* **Written task**
Only the lines from the line containing "Q: report a point for each instance of the rippled" to the end of the entries should be repeated, exactly as they appear.

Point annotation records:

▬▬▬▬▬▬

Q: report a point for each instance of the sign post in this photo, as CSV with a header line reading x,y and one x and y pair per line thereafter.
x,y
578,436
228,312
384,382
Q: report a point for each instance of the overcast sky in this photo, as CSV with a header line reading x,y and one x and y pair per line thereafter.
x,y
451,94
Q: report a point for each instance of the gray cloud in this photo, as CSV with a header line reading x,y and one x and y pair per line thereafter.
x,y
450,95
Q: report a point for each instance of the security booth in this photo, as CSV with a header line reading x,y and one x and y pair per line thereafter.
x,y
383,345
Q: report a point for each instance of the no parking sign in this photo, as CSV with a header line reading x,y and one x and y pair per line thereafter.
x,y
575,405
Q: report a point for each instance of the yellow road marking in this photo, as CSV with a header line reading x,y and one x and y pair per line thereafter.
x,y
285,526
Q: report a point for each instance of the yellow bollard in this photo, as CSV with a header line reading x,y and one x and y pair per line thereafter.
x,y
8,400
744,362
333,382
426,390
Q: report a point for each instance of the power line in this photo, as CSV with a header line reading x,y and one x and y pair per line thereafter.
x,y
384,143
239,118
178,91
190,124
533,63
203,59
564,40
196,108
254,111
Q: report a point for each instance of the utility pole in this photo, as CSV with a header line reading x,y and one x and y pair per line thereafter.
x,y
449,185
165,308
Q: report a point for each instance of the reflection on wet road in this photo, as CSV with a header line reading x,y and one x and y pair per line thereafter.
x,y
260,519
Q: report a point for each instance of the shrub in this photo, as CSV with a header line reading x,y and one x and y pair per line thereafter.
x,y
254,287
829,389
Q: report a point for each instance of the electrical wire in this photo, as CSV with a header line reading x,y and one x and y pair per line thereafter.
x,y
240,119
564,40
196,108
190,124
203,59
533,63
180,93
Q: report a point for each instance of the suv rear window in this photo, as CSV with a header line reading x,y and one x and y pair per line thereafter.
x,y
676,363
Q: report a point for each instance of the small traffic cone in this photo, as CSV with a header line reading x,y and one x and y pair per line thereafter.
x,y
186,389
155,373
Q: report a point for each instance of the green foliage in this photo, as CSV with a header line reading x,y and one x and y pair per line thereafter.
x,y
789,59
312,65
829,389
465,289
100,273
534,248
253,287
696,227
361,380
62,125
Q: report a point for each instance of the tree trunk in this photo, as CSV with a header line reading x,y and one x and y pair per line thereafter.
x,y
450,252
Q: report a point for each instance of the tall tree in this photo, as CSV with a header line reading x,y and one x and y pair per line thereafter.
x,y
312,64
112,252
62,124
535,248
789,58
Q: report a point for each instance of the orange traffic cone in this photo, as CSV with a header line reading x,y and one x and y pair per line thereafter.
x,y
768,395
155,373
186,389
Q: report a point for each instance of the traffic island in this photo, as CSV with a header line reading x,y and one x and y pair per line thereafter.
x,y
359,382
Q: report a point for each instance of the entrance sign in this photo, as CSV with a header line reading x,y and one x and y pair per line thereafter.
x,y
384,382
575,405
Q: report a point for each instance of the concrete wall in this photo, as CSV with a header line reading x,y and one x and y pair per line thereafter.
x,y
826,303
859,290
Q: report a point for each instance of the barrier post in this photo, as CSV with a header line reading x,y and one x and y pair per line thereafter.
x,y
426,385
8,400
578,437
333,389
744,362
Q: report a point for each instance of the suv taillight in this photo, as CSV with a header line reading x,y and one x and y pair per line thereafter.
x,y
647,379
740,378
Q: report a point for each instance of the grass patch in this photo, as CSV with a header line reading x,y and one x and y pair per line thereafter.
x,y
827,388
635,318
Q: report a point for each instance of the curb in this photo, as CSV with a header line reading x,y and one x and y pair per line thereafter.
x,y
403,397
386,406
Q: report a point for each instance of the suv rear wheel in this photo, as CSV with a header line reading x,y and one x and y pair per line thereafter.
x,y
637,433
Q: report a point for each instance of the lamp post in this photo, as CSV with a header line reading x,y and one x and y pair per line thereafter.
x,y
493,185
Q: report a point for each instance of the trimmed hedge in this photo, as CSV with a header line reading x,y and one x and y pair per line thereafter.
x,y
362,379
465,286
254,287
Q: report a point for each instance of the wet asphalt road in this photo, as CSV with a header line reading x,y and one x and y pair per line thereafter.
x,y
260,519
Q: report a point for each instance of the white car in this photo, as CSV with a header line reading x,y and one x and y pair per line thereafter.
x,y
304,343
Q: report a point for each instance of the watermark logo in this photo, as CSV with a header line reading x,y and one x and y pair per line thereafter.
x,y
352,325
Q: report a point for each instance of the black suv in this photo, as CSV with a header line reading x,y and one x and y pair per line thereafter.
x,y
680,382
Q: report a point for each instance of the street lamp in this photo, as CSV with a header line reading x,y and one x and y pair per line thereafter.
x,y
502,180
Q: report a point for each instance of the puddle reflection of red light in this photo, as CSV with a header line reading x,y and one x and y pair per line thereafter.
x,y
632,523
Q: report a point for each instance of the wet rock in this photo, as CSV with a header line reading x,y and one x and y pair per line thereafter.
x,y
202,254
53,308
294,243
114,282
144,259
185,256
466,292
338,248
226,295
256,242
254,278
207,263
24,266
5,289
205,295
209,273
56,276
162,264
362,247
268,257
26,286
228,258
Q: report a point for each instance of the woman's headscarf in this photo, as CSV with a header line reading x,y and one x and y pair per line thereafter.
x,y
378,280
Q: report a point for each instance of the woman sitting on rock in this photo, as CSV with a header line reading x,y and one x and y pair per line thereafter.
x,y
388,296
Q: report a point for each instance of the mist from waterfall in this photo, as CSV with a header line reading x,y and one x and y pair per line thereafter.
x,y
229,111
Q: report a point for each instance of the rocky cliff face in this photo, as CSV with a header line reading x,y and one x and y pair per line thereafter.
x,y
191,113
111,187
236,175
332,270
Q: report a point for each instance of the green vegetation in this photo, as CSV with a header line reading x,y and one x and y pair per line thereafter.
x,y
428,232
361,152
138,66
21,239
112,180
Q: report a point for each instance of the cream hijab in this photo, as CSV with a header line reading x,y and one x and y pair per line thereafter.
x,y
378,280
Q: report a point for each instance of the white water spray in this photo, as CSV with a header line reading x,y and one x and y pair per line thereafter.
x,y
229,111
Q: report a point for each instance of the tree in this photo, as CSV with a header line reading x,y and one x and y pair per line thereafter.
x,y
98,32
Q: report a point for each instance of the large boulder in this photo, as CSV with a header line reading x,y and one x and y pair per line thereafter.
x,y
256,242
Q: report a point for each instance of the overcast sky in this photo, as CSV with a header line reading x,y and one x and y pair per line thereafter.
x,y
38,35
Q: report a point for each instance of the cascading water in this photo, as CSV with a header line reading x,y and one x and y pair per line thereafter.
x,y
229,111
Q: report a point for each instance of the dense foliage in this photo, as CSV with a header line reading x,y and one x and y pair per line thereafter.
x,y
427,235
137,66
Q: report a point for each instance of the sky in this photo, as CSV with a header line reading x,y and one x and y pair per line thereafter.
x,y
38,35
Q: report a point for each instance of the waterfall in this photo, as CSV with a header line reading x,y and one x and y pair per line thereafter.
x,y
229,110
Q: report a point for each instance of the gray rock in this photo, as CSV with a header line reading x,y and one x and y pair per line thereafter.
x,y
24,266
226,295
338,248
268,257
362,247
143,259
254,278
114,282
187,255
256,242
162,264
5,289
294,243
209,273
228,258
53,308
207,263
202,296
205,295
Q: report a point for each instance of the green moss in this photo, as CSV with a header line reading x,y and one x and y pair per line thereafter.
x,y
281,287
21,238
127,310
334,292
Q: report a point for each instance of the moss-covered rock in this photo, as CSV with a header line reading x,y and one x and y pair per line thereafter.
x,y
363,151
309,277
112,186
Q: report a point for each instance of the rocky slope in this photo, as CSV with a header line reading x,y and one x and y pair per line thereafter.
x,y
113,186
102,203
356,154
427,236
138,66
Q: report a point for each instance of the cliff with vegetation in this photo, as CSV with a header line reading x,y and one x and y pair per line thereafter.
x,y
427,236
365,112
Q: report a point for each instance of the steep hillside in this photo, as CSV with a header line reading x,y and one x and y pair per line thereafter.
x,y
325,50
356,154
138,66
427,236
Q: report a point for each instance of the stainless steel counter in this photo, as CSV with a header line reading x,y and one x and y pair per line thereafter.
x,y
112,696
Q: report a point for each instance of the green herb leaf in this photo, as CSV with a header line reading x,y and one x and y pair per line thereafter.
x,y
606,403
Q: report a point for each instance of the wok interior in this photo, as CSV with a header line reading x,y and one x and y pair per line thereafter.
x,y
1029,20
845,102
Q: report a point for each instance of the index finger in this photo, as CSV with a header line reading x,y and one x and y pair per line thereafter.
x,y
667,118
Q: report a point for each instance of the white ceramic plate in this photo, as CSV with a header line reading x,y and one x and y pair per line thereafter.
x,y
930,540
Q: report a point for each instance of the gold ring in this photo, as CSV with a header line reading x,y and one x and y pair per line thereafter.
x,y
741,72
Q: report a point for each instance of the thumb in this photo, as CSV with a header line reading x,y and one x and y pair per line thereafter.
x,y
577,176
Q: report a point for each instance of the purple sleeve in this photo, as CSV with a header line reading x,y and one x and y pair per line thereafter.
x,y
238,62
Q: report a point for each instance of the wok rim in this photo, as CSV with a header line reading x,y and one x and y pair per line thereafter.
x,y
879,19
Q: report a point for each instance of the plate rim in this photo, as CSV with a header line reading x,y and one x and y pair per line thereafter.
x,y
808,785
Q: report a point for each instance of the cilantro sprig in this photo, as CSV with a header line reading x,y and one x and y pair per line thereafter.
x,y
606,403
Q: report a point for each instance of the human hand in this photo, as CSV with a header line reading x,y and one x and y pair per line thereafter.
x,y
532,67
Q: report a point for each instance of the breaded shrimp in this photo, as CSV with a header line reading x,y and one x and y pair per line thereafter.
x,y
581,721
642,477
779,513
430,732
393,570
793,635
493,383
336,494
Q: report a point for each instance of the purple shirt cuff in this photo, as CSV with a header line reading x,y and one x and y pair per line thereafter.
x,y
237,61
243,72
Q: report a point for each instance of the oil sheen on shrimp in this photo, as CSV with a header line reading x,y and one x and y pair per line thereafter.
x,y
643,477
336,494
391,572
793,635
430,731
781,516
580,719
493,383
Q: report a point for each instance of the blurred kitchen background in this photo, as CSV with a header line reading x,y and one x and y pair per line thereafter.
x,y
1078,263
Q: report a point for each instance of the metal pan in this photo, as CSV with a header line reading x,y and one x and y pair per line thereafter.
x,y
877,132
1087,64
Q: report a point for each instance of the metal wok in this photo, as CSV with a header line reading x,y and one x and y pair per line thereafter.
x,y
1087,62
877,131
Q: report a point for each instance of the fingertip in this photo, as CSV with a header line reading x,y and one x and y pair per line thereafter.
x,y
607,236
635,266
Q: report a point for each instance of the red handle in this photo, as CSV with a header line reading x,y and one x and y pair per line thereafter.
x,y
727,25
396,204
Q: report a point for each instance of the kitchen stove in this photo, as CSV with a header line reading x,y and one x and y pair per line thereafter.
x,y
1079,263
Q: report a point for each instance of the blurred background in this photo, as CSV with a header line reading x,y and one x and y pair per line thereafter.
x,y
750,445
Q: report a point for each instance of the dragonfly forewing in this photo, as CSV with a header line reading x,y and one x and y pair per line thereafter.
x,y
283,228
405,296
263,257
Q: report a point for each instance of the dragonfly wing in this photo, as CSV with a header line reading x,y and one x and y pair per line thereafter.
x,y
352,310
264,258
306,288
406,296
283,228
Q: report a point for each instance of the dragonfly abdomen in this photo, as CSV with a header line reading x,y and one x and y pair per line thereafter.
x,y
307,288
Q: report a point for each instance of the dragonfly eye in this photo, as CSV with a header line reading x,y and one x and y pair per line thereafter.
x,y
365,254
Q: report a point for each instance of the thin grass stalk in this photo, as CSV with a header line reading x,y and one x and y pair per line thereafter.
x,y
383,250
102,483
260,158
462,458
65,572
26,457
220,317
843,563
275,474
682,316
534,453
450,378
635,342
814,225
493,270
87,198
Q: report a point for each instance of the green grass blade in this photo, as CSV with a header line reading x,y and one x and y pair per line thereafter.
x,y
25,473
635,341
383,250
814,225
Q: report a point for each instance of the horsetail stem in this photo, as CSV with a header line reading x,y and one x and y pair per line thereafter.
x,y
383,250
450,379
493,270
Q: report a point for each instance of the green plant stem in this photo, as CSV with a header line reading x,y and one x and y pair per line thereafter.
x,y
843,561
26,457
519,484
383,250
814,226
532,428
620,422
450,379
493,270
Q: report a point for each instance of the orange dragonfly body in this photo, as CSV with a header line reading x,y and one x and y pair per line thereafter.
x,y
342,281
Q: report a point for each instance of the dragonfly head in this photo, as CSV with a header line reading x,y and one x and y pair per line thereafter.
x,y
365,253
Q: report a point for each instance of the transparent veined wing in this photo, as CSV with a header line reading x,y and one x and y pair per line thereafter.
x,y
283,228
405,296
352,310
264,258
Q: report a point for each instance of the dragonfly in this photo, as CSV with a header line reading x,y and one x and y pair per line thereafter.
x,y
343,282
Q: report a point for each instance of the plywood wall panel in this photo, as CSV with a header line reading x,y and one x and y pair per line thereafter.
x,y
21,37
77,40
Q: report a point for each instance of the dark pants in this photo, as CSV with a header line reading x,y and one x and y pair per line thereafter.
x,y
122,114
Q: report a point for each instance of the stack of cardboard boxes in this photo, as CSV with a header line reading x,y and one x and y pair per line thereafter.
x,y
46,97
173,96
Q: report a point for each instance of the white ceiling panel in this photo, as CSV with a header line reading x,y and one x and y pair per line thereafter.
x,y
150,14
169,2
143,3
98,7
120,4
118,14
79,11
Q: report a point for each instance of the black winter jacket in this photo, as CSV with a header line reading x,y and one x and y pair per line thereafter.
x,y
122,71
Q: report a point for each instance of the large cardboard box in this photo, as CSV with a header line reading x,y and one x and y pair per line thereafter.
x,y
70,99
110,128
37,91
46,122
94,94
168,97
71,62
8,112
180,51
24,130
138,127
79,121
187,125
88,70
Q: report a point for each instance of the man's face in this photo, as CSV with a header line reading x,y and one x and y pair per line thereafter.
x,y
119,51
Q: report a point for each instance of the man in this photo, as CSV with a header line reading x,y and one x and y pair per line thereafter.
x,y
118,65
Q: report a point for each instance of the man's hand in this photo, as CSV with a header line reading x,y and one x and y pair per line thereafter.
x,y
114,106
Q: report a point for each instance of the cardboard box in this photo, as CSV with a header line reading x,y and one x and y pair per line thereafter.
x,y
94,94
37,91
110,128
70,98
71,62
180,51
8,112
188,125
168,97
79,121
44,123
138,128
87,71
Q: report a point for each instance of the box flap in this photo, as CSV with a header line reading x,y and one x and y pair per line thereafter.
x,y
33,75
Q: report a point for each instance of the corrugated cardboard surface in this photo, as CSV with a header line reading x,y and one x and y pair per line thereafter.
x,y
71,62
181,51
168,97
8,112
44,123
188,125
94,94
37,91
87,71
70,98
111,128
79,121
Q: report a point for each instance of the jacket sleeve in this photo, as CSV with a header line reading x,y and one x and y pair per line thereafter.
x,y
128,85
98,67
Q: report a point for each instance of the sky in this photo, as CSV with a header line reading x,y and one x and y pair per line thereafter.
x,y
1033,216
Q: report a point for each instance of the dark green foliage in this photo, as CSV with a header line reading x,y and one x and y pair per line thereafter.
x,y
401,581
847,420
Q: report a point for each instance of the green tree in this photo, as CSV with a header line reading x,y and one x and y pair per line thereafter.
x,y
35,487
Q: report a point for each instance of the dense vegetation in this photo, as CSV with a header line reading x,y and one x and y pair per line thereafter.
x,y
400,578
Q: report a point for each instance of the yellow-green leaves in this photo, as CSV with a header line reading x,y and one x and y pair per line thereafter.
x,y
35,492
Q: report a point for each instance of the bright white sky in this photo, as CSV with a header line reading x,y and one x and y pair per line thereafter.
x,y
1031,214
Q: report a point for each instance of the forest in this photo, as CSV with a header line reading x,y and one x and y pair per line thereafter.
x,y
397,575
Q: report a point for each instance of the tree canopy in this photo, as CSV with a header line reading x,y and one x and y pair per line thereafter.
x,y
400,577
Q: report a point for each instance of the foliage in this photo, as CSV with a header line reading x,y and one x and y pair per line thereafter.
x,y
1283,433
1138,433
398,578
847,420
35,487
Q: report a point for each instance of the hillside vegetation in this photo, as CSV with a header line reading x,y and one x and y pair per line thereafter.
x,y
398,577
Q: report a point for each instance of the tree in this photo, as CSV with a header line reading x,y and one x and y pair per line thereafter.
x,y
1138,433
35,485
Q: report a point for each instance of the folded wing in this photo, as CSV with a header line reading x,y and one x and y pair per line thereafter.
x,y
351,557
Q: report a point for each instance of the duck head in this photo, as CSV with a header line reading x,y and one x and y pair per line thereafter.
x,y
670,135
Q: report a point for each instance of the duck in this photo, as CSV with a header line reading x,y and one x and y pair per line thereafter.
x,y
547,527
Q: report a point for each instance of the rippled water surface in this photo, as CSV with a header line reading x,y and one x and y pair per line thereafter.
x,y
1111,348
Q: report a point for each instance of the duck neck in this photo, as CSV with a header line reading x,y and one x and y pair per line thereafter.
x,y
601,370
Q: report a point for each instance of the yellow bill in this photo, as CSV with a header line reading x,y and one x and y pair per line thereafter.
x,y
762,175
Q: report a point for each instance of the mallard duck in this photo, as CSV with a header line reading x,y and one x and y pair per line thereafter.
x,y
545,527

▬▬▬▬▬▬

* **Response to the exercise**
Q: report a point for each instance of the rippled water surface in this photo, as CSV with a header line reading x,y and one x and y pair per line thereafter.
x,y
1111,348
Q: report a point for each instance of the duck neck in this photo, as CSV with a header line reading x,y and one x and y pair per line thereafter.
x,y
601,370
Q: report a point for each instance of the yellow bill in this photo, as CSV with a header line reading x,y and one x and y pair per line thereafter.
x,y
762,175
Q: report a point for each instance of the mallard duck in this photo, as CSV with a header line reading x,y and one x and y pair per line thereafter.
x,y
545,527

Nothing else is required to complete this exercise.